» **Work to do**: Show every line in the material containing the string "bush", copying each line as it appears there.

======== Data provided

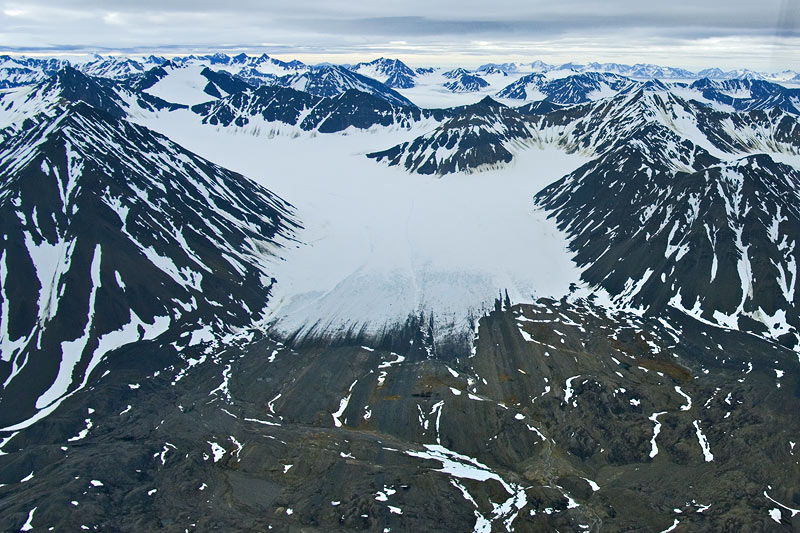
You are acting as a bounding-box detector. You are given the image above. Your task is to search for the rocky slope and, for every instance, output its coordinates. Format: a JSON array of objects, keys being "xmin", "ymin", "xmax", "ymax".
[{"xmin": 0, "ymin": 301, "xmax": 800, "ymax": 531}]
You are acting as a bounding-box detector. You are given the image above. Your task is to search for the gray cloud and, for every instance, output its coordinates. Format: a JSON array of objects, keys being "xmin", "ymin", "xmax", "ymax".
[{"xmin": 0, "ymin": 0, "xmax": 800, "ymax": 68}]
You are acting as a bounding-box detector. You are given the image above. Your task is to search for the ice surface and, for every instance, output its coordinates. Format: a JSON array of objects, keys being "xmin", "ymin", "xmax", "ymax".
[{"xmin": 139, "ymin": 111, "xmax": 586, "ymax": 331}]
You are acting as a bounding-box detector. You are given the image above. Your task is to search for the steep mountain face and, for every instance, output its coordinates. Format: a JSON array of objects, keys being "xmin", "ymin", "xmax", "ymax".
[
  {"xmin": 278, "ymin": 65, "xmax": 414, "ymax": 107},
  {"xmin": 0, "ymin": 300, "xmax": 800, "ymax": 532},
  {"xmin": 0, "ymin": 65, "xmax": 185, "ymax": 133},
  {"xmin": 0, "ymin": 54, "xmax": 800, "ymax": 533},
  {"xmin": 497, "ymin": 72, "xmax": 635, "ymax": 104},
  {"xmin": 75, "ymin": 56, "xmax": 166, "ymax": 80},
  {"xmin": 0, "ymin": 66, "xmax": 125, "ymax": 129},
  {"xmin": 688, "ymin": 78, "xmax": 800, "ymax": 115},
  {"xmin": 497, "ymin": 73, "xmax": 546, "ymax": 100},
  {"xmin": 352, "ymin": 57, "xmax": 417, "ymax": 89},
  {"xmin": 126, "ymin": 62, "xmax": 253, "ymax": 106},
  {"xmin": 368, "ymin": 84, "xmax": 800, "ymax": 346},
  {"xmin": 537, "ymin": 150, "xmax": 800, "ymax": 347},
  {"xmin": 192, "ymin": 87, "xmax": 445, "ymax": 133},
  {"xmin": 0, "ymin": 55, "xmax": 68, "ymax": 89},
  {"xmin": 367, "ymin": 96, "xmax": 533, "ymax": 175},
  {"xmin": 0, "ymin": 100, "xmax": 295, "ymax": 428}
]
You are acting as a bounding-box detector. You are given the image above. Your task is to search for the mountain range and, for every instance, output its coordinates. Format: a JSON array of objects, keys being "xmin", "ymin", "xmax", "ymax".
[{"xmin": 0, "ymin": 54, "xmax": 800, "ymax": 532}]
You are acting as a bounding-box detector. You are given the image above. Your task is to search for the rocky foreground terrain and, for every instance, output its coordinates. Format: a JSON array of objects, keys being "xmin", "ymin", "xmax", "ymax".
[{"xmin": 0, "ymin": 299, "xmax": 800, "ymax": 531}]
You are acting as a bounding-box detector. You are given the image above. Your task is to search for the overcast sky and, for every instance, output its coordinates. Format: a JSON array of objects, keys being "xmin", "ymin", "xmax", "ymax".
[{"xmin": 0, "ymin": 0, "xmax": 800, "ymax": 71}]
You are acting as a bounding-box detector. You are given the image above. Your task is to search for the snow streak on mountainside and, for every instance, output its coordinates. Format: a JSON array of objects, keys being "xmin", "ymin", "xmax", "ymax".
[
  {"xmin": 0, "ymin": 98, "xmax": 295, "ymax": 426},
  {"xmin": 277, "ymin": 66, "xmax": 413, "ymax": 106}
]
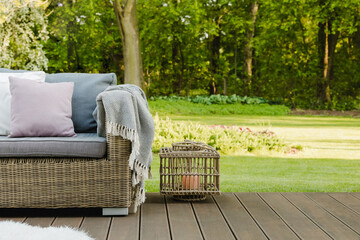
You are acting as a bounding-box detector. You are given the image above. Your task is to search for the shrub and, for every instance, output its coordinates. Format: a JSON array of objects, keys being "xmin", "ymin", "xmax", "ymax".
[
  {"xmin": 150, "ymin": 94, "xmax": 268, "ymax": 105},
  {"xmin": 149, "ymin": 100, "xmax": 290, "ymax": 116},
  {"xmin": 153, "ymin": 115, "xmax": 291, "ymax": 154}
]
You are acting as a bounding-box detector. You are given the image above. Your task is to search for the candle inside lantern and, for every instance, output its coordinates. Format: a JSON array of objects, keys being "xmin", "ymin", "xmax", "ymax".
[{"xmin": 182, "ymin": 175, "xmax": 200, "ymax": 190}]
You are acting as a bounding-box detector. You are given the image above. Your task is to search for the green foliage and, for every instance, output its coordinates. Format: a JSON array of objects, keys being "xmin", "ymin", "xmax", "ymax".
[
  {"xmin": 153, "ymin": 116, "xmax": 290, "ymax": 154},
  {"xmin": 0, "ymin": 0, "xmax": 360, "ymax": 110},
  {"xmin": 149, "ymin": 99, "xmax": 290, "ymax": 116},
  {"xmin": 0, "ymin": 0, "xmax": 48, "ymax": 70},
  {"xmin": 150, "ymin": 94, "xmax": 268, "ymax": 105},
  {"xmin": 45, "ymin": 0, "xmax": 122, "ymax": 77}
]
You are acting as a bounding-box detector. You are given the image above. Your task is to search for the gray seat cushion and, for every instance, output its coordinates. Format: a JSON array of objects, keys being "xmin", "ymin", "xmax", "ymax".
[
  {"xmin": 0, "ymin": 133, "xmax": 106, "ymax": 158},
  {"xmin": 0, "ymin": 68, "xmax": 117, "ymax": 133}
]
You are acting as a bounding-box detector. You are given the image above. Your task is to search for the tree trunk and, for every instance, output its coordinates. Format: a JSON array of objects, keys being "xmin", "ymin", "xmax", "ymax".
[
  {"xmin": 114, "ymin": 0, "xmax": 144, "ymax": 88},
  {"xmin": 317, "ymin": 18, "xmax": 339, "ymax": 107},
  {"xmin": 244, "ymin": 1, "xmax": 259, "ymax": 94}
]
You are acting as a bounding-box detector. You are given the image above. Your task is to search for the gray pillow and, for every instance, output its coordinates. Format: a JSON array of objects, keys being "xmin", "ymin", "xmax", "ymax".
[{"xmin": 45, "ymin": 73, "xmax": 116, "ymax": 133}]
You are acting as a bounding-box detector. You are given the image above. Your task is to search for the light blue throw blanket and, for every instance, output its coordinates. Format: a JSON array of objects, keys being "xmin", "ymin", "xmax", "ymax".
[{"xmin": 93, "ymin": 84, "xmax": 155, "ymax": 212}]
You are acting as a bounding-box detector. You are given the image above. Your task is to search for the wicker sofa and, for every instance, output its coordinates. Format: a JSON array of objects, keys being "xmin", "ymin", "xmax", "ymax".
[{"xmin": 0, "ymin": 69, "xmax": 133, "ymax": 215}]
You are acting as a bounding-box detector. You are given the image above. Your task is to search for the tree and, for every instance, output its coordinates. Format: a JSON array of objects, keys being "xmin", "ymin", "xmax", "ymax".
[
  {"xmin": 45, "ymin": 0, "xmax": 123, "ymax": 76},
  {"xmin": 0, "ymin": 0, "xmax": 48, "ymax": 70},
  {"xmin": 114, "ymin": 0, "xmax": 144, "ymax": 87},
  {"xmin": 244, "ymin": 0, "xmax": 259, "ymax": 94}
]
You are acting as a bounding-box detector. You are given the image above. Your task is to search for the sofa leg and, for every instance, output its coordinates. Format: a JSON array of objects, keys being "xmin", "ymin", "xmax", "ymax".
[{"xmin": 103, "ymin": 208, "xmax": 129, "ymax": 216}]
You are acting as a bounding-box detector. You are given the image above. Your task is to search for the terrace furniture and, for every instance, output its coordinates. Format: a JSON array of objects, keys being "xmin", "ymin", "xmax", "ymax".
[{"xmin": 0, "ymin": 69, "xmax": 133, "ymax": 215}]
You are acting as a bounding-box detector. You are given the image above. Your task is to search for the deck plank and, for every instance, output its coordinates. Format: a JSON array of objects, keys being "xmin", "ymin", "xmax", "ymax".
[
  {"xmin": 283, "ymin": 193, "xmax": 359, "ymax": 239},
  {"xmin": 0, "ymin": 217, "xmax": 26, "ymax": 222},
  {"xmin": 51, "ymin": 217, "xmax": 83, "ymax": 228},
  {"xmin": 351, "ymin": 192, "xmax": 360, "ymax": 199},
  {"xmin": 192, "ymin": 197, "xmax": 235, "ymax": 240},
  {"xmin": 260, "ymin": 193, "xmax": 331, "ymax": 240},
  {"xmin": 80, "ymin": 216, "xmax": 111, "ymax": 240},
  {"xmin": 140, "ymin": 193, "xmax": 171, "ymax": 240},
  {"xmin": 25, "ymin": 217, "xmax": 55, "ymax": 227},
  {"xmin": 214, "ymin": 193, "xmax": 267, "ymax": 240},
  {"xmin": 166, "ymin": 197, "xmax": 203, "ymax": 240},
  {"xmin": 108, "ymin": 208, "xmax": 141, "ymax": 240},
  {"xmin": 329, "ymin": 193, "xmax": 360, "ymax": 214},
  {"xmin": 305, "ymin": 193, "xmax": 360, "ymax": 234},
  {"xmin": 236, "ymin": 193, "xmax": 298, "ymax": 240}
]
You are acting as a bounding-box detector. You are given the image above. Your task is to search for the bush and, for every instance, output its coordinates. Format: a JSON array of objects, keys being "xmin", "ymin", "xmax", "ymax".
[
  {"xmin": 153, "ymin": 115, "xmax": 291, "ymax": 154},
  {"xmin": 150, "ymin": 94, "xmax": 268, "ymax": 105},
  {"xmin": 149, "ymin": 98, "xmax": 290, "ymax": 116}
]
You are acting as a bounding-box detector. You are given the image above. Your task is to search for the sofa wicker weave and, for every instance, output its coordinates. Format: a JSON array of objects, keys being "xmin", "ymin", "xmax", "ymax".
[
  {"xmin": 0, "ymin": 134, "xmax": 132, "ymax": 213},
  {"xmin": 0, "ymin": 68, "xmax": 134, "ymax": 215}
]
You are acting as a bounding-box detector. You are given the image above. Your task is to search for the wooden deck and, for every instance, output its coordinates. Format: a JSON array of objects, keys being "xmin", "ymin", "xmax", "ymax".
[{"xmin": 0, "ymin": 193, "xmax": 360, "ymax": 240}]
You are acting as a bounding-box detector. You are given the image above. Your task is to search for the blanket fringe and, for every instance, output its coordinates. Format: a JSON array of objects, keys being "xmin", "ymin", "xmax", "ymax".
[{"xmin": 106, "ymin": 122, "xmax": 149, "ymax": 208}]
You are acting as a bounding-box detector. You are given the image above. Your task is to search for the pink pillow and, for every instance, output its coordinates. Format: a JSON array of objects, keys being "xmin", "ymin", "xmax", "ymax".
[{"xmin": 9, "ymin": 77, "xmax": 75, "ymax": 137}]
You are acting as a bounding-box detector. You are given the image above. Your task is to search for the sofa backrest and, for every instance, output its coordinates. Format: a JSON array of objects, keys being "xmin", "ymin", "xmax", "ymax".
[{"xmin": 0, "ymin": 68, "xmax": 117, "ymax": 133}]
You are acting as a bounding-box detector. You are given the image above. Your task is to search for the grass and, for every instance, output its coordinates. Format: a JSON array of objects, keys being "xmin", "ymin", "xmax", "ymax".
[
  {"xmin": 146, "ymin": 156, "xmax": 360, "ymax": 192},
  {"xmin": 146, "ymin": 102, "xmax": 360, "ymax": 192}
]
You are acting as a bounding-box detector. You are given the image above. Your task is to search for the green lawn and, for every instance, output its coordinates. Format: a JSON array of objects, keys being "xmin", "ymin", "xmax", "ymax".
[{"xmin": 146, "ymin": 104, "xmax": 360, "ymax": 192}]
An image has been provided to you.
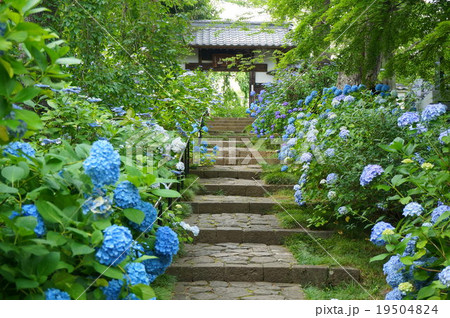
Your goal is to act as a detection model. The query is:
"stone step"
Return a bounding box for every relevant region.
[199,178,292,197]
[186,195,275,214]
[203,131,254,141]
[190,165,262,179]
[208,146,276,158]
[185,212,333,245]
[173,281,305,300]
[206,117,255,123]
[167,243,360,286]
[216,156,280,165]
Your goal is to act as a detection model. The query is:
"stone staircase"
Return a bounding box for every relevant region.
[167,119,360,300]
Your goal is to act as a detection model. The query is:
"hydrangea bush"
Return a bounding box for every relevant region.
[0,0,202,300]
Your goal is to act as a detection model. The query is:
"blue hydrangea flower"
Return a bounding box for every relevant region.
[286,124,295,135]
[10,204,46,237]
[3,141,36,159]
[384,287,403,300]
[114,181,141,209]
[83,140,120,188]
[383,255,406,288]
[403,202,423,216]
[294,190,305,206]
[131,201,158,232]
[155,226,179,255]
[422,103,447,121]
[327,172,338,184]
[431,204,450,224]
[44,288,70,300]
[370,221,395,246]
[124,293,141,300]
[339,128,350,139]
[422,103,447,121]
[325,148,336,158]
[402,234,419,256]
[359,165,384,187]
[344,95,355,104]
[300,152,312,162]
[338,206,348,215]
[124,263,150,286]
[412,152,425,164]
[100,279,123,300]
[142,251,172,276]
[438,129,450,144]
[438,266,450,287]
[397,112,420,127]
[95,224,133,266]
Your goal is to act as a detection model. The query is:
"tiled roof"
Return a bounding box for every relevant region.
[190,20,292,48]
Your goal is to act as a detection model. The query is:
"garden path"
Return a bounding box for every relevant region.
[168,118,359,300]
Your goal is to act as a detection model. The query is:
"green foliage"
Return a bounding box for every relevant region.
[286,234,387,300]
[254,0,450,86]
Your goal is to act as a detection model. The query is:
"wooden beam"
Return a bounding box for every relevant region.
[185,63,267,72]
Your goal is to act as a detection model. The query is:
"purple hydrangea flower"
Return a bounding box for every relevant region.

================

» **Exercise result**:
You are acting as a bounding-box detector. You are given the image above. Your task is to search for the bush and, for every instance, output its coordinates. Format: a JSON array of objects, keys being "xmin", "ymin", "xmax", "ymax".
"hydrangea bush"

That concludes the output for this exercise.